— TEXT PASSAGE —
........

What is septo-optic dysplasia?

What symptoms are associated with septo-optic dysplasia?


What causes septo-optic dysplasia?


Is septo-optic dysplasia inherited?


Can septo-optic dysplasia be cured?

What is the prognosis for individuals with septo-optic dysplasia?


What is septo-optic dysplasia?

Septo-optic dysplasia is a disorder of early brain development. The signs and symptoms vary from person to person; however, underdevelopment (hypoplasia) of the optic nerve, abnormal formation of structures along the midline of the brain, and pituitary hypoplasia are the characteristic findings. Recurring seizures, delayed development, and abnormal movements may be present in some people with septo-optic dysplasia. Although the exact cause of septo-optic dysplasia is unknown, it is believed that both genetic and environmental factors play a role. Viruses, medications, and blood flow disruption have all been suggested as possible environmental causes. Thus far, three genes (HESX1, OTX2, and SOX2) have been associated with septo-optic dysplasia. Typically, people do not have a family history of septo-optic dysplasia. However, there have been a few cases in which multiple family members have been diagnosed. Familial cases may follow an autosomal recessive or autosomal dominant pattern of inheritance.[1]
Last updated: 7/13/2012

What symptoms are associated with septo-optic dysplasia?

........

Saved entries

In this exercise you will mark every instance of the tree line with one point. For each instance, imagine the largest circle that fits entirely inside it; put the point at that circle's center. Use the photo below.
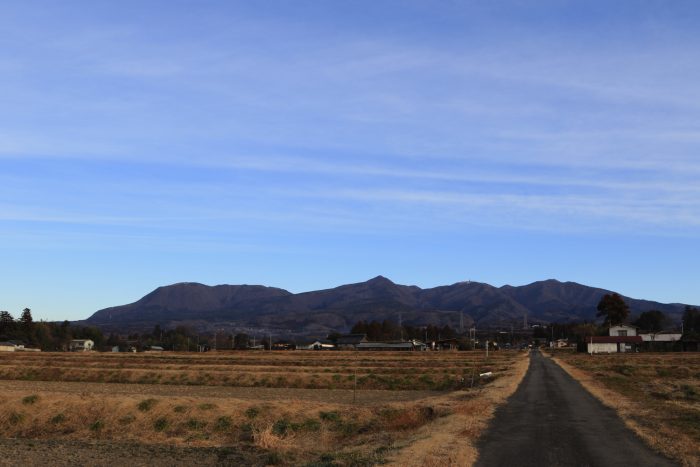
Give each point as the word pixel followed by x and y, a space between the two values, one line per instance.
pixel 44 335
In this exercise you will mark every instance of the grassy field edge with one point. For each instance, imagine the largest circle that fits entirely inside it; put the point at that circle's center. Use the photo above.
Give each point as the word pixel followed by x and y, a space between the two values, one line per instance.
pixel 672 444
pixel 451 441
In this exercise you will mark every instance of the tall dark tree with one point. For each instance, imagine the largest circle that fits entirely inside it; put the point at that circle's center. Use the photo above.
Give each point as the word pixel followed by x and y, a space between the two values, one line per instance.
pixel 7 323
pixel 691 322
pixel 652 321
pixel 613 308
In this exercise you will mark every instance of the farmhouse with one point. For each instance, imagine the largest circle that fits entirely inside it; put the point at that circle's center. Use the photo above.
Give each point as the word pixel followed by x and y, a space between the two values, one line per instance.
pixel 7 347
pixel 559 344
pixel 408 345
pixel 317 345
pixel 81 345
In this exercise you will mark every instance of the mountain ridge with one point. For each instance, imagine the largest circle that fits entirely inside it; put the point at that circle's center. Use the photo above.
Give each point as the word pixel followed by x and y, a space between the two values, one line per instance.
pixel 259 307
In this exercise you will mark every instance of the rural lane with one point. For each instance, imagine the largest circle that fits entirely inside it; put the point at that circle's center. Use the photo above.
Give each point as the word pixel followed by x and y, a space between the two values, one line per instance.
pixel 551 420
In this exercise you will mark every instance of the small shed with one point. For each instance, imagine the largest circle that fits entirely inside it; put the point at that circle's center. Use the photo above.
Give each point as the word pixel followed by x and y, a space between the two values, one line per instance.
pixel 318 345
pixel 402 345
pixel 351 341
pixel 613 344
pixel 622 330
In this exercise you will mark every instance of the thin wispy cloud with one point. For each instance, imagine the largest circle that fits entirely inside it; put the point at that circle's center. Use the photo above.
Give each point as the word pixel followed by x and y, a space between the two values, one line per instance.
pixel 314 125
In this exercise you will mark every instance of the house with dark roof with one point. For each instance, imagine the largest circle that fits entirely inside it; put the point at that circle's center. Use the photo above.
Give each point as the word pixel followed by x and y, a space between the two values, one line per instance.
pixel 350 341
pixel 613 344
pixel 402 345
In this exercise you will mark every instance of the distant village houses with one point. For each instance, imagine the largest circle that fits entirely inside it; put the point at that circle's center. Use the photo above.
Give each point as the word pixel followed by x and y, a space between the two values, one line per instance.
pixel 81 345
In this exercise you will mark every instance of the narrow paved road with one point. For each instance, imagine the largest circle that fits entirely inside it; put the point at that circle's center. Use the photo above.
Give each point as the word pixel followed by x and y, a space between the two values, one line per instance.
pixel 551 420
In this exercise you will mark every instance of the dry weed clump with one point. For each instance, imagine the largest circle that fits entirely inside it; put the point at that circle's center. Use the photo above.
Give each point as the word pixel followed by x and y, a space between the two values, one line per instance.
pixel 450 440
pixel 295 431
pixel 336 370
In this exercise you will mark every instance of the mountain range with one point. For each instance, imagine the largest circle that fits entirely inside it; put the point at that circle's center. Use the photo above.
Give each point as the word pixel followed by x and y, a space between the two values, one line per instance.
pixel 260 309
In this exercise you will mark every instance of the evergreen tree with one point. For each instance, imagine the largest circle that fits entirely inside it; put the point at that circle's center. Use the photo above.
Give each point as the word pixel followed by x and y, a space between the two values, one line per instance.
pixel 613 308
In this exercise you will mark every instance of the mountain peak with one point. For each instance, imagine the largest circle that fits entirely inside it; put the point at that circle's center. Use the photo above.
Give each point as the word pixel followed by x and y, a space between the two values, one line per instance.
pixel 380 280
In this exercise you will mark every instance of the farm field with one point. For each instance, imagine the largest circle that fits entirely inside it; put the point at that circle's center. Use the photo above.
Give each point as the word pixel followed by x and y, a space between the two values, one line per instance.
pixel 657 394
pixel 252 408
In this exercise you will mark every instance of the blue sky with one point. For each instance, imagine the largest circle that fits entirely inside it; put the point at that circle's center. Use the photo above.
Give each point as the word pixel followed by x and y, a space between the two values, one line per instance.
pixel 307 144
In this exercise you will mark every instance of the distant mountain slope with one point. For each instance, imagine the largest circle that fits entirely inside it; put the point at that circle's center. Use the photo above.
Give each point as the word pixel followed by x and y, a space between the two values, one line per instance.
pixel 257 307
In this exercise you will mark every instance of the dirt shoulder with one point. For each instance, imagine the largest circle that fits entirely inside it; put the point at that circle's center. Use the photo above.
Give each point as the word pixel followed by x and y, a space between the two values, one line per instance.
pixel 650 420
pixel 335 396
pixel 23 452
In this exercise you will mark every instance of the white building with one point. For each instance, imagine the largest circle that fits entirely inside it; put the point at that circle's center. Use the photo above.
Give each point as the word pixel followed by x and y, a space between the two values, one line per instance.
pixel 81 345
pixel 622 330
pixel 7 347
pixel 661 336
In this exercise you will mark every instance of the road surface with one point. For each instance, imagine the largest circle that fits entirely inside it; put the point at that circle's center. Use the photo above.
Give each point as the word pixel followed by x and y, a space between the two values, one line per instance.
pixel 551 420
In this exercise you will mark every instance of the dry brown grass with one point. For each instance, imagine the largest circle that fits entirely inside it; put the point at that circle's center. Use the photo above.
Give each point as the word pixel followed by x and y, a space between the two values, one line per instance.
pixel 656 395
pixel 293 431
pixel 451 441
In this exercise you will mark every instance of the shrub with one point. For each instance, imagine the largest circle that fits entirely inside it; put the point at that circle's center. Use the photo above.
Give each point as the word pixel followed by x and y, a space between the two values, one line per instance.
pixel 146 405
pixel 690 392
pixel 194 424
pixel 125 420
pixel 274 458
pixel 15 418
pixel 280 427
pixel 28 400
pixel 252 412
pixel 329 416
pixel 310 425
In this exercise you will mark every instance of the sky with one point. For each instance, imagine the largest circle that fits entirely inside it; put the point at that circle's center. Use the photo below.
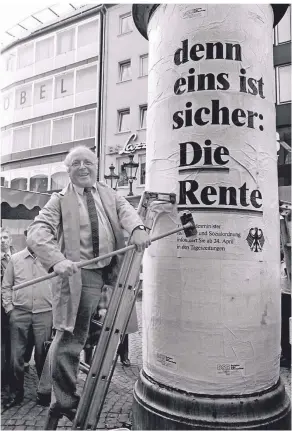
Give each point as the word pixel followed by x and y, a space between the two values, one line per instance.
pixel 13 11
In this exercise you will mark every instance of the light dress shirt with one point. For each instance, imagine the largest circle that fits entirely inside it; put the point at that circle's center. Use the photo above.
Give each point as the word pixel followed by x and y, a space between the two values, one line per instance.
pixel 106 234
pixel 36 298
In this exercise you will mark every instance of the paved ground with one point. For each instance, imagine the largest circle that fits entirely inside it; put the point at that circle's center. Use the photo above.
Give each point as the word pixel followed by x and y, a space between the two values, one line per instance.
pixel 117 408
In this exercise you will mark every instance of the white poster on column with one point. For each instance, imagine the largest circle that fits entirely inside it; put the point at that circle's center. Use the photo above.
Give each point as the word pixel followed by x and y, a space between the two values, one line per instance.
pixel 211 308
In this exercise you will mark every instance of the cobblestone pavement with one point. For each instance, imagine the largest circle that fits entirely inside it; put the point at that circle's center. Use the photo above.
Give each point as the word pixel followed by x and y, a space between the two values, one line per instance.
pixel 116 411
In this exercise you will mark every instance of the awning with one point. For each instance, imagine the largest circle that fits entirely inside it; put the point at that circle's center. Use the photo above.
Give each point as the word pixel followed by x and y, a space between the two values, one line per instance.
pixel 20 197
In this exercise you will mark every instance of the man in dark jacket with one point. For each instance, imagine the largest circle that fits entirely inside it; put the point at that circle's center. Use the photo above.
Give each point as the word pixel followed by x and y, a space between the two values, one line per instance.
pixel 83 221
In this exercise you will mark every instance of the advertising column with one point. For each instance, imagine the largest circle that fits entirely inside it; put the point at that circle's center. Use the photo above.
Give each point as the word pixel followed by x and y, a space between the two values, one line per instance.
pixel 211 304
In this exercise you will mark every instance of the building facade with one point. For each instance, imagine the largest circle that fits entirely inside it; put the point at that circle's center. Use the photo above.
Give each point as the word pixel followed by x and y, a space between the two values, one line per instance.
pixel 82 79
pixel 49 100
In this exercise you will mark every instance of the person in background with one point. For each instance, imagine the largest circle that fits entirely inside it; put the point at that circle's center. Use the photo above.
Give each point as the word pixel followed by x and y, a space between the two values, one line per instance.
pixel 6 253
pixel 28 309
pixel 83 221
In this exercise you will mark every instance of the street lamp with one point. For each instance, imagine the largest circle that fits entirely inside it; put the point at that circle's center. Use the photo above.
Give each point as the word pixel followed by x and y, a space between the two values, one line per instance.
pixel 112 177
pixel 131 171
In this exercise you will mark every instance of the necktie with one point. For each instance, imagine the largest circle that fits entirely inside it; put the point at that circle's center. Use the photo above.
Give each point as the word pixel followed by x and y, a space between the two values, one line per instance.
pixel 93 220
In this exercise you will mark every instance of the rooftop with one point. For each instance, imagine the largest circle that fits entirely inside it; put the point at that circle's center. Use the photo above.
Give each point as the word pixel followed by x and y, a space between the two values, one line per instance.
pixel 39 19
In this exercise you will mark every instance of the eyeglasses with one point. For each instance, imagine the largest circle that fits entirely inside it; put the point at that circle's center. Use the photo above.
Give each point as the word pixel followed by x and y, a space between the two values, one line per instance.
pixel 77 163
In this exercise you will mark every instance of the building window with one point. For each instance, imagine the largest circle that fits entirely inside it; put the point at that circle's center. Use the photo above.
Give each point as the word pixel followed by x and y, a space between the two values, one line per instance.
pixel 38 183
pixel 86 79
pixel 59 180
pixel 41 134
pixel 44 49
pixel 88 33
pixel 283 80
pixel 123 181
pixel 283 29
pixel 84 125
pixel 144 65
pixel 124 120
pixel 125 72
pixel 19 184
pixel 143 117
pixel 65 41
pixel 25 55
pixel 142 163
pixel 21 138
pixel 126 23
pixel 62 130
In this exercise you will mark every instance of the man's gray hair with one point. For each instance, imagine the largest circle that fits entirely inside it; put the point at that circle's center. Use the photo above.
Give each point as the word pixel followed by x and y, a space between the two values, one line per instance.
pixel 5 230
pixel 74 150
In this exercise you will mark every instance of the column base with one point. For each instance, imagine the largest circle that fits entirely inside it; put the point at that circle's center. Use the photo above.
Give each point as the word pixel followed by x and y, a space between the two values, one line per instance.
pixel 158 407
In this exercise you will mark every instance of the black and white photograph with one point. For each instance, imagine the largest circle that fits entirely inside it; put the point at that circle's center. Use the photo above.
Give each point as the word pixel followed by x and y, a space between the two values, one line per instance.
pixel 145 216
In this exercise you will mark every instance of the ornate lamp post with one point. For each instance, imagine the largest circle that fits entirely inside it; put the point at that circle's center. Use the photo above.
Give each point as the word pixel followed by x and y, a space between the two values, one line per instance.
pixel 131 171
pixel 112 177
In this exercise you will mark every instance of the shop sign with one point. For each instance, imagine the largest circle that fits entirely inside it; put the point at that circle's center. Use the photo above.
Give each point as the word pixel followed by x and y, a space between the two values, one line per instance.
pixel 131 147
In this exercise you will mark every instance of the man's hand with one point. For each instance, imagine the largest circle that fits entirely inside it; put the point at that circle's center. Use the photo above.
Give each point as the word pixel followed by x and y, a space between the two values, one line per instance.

........

— EXERCISE REQUIREMENTS —
**a)** Summarize the text about septo-optic dysplasia in two sentences.
**b)** Translate this sentence from the text about septo-optic dysplasia into Spanish: "Viruses, medications, and blood flow disruption have all been suggested as possible environmental causes."
**c)** Return the portion of the text about septo-optic dysplasia word for word, beginning at the words "What causes septo-optic" and stopping after "individuals with septo-optic dysplasia?".
The records are separate material from the text about septo-optic dysplasia.

— SOLUTIONS FOR EACH TASK —
**a)** Septo-optic dysplasia is a disorder of early brain development, with underdevelopment of the optic nerve, abnormal formation of midline brain structures, and pituitary hypoplasia as its characteristic findings. Its exact cause is unknown but is believed to involve both genetic and environmental factors, and while people typically have no family history of it, familial cases may follow an autosomal recessive or autosomal dominant pattern of inheritance.

**b)** Se han sugerido los virus, los medicamentos y la interrupción del flujo sanguíneo como posibles causas ambientales.

**c)**
What causes septo-optic dysplasia?


Is septo-optic dysplasia inherited?


Can septo-optic dysplasia be cured?

What is the prognosis for individuals with septo-optic dysplasia?